## Start Data records

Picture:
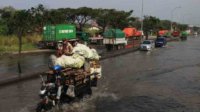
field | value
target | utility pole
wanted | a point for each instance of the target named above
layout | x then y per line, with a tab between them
172	16
142	19
142	14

## End Data records

- Exercise goal
Swap every "target" in the records above for "object" and change nothing else. Leave the pictures out of your answer.

- Output for this task
Picture:
field | value
object | utility pole
wanted | a point for each instance of the object named above
layout | x then y per line, with a tab between them
172	16
142	19
142	14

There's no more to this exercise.